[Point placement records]
[Start]

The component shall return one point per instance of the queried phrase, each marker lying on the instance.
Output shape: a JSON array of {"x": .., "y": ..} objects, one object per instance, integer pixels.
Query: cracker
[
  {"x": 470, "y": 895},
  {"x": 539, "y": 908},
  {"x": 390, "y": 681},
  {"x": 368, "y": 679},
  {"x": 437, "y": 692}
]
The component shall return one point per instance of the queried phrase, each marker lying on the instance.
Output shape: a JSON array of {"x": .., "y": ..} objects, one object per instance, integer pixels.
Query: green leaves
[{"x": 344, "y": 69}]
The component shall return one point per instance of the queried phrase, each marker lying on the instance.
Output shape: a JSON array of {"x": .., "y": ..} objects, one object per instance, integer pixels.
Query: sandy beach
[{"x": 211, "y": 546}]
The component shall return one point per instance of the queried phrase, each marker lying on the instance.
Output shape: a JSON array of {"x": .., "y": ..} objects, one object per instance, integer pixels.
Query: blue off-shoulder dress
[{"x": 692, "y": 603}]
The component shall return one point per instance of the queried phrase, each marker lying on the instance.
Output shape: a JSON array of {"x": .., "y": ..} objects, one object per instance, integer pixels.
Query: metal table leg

[End]

- Directions for this task -
Reproduce every line of the data above verbatim, changing nothing.

- Written answer -
The component shall return one point per instance of the queried phrase, each marker lying on the instance.
Output shape: a JSON array of {"x": .., "y": ..} objects, one object per instance, integer pixels.
Query: cracker
[
  {"x": 470, "y": 895},
  {"x": 539, "y": 908},
  {"x": 390, "y": 681},
  {"x": 368, "y": 679},
  {"x": 437, "y": 692}
]
The component shall return one point per instance of the queried phrase, each marker lying on the instance.
Output shape: a JSON array of {"x": .., "y": ..} objects, one object per instance, integer pixels.
Query: green leaves
[{"x": 344, "y": 69}]
The component shall return one point per instance of the queried phrase, each marker lying on the instance.
Output shape: a JSON array of {"x": .., "y": ..} objects, one object per instance, integer pixels.
Query: sandy beach
[{"x": 211, "y": 546}]
The component shall return one point per instance of the queried phrase, each marker lying on the instance.
Output shape: a JSON array of {"x": .., "y": ..} objects, one object per instance, integer pixels.
Query: blue off-shoulder dress
[{"x": 692, "y": 603}]
The component shall return one point per instance of the queried phrase, each marker lying on the instance.
Output shape: a JSON array of {"x": .., "y": ..} objects, one object per instance, integer pixels.
Query: metal table leg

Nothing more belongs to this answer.